WORK REQUEST:
Copy out each line of the listing below that contains the word "white".

RECORDS FOR THIS EXERCISE:

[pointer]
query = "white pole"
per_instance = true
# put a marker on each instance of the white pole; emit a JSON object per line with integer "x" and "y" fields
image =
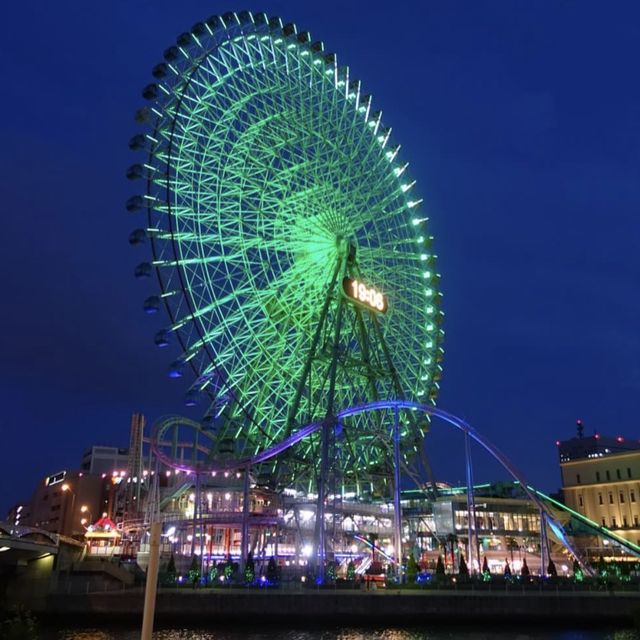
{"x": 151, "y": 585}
==
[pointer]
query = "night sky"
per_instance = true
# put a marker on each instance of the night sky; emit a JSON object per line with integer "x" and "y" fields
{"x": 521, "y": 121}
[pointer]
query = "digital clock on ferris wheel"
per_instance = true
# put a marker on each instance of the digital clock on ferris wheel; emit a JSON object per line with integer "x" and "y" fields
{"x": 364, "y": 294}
==
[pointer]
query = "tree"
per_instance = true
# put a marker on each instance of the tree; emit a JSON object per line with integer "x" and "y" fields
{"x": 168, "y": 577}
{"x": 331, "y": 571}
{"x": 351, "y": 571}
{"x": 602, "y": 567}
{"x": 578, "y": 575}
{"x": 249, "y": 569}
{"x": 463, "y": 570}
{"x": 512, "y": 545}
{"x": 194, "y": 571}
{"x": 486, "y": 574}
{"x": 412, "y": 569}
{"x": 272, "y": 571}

OUTPUT:
query = "white pole"
# put a marker on each instance of the white pole; emit a JSON object per line with integer "x" and "y" fields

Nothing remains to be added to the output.